_DO THIS_: Render the lines below as a JSON array of strings, with one string for each line and any blank lines omitted.

_DATA SECTION_:
########################################

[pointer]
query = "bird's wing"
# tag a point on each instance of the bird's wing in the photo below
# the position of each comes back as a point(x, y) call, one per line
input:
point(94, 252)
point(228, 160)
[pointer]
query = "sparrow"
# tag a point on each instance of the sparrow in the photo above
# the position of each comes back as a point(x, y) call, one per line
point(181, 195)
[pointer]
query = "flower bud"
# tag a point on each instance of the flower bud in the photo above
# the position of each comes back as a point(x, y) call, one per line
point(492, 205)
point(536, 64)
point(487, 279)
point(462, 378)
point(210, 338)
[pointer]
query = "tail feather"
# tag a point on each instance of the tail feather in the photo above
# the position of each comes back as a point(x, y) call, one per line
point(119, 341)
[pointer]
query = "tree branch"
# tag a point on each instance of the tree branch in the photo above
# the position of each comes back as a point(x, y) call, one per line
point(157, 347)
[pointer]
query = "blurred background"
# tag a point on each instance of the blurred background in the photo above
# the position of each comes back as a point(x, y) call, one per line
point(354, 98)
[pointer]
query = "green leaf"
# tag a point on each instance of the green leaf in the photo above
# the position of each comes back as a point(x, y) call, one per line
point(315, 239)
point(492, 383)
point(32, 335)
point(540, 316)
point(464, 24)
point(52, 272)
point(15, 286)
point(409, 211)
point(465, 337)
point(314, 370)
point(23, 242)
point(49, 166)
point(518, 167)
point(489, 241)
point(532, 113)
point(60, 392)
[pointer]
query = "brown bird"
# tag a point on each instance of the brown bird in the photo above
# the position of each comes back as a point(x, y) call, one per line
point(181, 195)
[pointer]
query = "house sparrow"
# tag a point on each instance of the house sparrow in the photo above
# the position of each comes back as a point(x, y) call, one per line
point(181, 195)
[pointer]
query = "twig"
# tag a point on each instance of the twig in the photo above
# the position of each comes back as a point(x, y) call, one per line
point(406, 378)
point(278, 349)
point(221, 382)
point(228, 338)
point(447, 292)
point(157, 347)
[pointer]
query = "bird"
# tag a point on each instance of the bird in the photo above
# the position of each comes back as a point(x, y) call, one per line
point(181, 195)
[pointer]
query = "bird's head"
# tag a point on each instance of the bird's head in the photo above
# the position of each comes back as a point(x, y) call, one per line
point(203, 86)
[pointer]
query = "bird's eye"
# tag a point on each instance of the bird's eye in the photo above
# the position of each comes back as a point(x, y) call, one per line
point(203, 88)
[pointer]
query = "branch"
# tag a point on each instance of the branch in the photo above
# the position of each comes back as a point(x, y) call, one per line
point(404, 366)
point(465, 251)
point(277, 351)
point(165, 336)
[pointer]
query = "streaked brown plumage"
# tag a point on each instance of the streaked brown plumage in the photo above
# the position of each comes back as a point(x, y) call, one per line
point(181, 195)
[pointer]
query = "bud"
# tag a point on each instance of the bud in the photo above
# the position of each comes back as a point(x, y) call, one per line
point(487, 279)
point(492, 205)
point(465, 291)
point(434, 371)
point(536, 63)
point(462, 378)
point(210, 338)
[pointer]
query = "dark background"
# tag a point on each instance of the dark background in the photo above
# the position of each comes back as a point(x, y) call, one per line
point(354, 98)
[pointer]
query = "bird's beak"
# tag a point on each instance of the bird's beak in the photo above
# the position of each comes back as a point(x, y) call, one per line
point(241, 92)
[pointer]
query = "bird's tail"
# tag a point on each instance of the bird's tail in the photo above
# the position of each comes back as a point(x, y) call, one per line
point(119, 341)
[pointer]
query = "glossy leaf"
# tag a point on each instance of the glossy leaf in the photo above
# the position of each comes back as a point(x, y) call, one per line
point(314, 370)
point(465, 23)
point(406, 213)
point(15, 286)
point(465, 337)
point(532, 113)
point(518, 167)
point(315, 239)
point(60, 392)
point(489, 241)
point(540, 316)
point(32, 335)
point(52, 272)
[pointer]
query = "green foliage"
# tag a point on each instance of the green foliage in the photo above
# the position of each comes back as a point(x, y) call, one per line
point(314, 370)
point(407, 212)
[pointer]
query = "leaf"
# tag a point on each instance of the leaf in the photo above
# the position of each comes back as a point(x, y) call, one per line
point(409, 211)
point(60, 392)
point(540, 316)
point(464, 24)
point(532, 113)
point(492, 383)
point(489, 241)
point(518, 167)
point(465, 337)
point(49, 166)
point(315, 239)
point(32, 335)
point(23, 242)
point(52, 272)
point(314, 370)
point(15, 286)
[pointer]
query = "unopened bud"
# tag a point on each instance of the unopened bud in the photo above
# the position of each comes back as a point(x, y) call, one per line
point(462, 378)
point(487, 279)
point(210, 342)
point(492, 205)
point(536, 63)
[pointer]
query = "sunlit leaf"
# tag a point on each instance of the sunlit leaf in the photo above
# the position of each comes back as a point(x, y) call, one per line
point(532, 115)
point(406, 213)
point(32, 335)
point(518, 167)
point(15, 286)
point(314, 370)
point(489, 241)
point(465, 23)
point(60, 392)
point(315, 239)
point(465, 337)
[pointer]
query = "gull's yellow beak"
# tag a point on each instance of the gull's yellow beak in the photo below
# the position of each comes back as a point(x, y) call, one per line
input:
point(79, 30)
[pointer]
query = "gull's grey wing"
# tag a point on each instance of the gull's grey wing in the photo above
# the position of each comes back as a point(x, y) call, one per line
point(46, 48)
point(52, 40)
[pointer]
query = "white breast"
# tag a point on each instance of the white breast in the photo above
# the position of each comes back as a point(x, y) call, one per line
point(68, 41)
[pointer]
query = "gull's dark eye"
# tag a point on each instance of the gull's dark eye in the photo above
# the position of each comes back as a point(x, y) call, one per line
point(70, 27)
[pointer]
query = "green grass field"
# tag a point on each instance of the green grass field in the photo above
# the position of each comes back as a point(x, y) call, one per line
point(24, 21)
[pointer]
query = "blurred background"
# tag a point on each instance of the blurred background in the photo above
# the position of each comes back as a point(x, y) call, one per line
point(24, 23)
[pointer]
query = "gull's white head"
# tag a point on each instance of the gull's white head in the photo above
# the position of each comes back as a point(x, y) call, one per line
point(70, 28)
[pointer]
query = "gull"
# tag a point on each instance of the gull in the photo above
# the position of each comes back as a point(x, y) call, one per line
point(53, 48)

########################################

_RESULT OF THE TASK_:
[
  "[pointer]",
  "query = \"bird's wing\"",
  "# tag a point on each instance of the bird's wing in the photo below",
  "# the position of each comes back as a point(x, y) call, one per line",
  "input:",
  "point(94, 252)",
  "point(228, 160)",
  "[pointer]",
  "query = \"sparrow\"",
  "# tag a point on each instance of the sparrow in the photo above",
  "# the position of each comes back as a point(x, y) call, one per line",
  "point(181, 195)",
  "[pointer]",
  "query = \"flower bud\"",
  "# tag a point on each instance of the flower bud in the photo above",
  "# the position of each comes back as a point(x, y) call, one per line",
  "point(492, 205)",
  "point(536, 64)",
  "point(487, 279)",
  "point(462, 378)",
  "point(210, 338)",
  "[pointer]",
  "query = \"tail feather\"",
  "# tag a point on each instance of the tail feather in the photo above",
  "# the position of each comes back as a point(x, y) call, one per line",
  "point(119, 341)",
  "[pointer]",
  "query = \"tree branch\"",
  "# tag a point on each instance of the tree branch in the photo above",
  "# the position of each comes back as a point(x, y) call, one per line",
  "point(157, 347)",
  "[pointer]",
  "query = \"blurred background\"",
  "# tag a point on each instance of the blurred background in the photo above",
  "# the position of each comes back as a point(x, y) call, one per line",
  "point(354, 98)",
  "[pointer]",
  "query = \"green leaf\"",
  "# tag a point on each instance of the green leaf in the photo above",
  "# the position of each comes back as a point(x, y) call, one per line",
  "point(315, 239)",
  "point(492, 383)",
  "point(32, 335)",
  "point(540, 316)",
  "point(464, 24)",
  "point(52, 272)",
  "point(15, 286)",
  "point(409, 211)",
  "point(465, 337)",
  "point(314, 370)",
  "point(23, 242)",
  "point(49, 166)",
  "point(518, 167)",
  "point(489, 241)",
  "point(532, 113)",
  "point(60, 392)",
  "[pointer]",
  "query = \"brown bird\"",
  "# tag a point on each instance of the brown bird in the photo above",
  "# the position of each comes back as a point(x, y) call, one per line",
  "point(181, 195)",
  "[pointer]",
  "query = \"house sparrow\"",
  "# tag a point on each instance of the house sparrow in the photo above",
  "# the position of each comes back as a point(x, y) call, one per line",
  "point(181, 195)",
  "[pointer]",
  "query = \"twig\"",
  "# tag a point on each instance of the twig in the photo above",
  "# the position of each comes back as a point(x, y) call, one per line",
  "point(406, 378)",
  "point(278, 349)",
  "point(221, 382)",
  "point(228, 338)",
  "point(447, 292)",
  "point(157, 347)",
  "[pointer]",
  "query = \"bird\"",
  "# tag a point on each instance of the bird in the photo above",
  "# the position of each comes back as a point(x, y) call, one per line",
  "point(181, 195)",
  "[pointer]",
  "query = \"bird's head\"",
  "# tag a point on each instance of the bird's head in the photo above",
  "# the position of each comes back as a point(x, y) call, one per line",
  "point(203, 86)",
  "[pointer]",
  "query = \"bird's eye\"",
  "# tag a point on each instance of the bird's eye in the photo above",
  "# the position of each comes back as a point(x, y) call, one per line",
  "point(203, 88)",
  "[pointer]",
  "query = \"branch\"",
  "# tag a point on each instance of the branch in the photo above",
  "# the position of each comes back as a point(x, y) call, one per line",
  "point(404, 366)",
  "point(465, 251)",
  "point(277, 351)",
  "point(165, 336)",
  "[pointer]",
  "query = \"streaked brown plumage\"",
  "# tag a point on each instance of the streaked brown plumage in the photo above",
  "# the position of each comes back as a point(x, y) call, one per line",
  "point(181, 195)",
  "[pointer]",
  "query = \"bud\"",
  "# tag a point on each instance of the bud in the photo above",
  "# the position of each comes back as a point(x, y) call, one per line",
  "point(487, 279)",
  "point(492, 205)",
  "point(465, 291)",
  "point(434, 371)",
  "point(536, 63)",
  "point(462, 378)",
  "point(210, 338)",
  "[pointer]",
  "query = \"dark background\"",
  "# tag a point on each instance of the dark background in the photo above",
  "# the position of each comes back as a point(x, y) call, one per line",
  "point(354, 98)",
  "[pointer]",
  "query = \"bird's beak\"",
  "# tag a point on each instance of the bird's beak in the photo above",
  "# the position of each comes back as a point(x, y) call, one per line",
  "point(241, 92)",
  "[pointer]",
  "query = \"bird's tail\"",
  "# tag a point on each instance of the bird's tail in the photo above",
  "# the position of each comes back as a point(x, y) call, one per line",
  "point(119, 341)",
  "[pointer]",
  "query = \"glossy leaf\"",
  "# tag a point on each instance of the glossy leaf in the photo above",
  "# the position of each comes back as a point(x, y) call, one per line",
  "point(314, 370)",
  "point(465, 23)",
  "point(406, 213)",
  "point(15, 286)",
  "point(465, 337)",
  "point(532, 113)",
  "point(518, 167)",
  "point(315, 239)",
  "point(60, 392)",
  "point(489, 241)",
  "point(540, 316)",
  "point(32, 335)",
  "point(52, 272)",
  "[pointer]",
  "query = \"green foliage\"",
  "# tag a point on each instance of the green foliage in the photo above",
  "# the position of each comes back as a point(x, y) call, one per line",
  "point(314, 370)",
  "point(407, 212)",
  "[pointer]",
  "query = \"leaf\"",
  "# tag a point on each instance of the leaf in the photo above",
  "# the position of each comes back as a point(x, y) call, one per line",
  "point(409, 211)",
  "point(60, 392)",
  "point(540, 316)",
  "point(464, 24)",
  "point(532, 113)",
  "point(492, 383)",
  "point(489, 241)",
  "point(518, 167)",
  "point(465, 337)",
  "point(49, 166)",
  "point(315, 239)",
  "point(32, 335)",
  "point(23, 242)",
  "point(52, 272)",
  "point(314, 370)",
  "point(15, 286)",
  "[pointer]",
  "query = \"unopened bud\"",
  "# tag a point on each instance of the unopened bud in the photo above",
  "# the position of each comes back as a point(x, y) call, one per line",
  "point(462, 378)",
  "point(487, 279)",
  "point(210, 342)",
  "point(492, 205)",
  "point(536, 63)",
  "[pointer]",
  "query = \"sunlit leaf\"",
  "# tag a point on each instance of the sunlit leaf in the photo above",
  "# the position of each comes back as a point(x, y) call, one per line",
  "point(532, 115)",
  "point(406, 213)",
  "point(32, 335)",
  "point(518, 167)",
  "point(15, 286)",
  "point(314, 370)",
  "point(489, 241)",
  "point(465, 23)",
  "point(60, 392)",
  "point(315, 239)",
  "point(465, 337)",
  "[pointer]",
  "query = \"gull's yellow beak\"",
  "# tag a point on each instance of the gull's yellow beak in the photo below",
  "# the position of each comes back as a point(x, y) call, one per line",
  "input:",
  "point(79, 30)",
  "[pointer]",
  "query = \"gull's grey wing\"",
  "# tag a point on each instance of the gull's grey wing in the photo above",
  "# the position of each comes back as a point(x, y) call, one per line",
  "point(46, 48)",
  "point(52, 40)",
  "[pointer]",
  "query = \"white breast\"",
  "# tag a point on each instance of the white breast in the photo above",
  "# the position of each comes back as a point(x, y) call, one per line",
  "point(68, 41)",
  "[pointer]",
  "query = \"gull's dark eye\"",
  "# tag a point on each instance of the gull's dark eye in the photo above",
  "# the position of each comes back as a point(x, y) call, one per line",
  "point(70, 27)",
  "[pointer]",
  "query = \"green grass field\"",
  "# tag a point on each instance of the green grass field in the photo above",
  "# the position of each comes back as a point(x, y) call, one per line",
  "point(24, 21)",
  "[pointer]",
  "query = \"blurred background\"",
  "# tag a point on each instance of the blurred background in the photo above",
  "# the position of each comes back as a point(x, y) call, one per line",
  "point(24, 23)",
  "[pointer]",
  "query = \"gull's white head\"",
  "# tag a point on each instance of the gull's white head in the photo above",
  "# the position of each comes back as a point(x, y) call, one per line",
  "point(70, 28)",
  "[pointer]",
  "query = \"gull\"",
  "# tag a point on each instance of the gull in the photo above",
  "# the position of each comes back as a point(x, y) call, one per line",
  "point(53, 48)"
]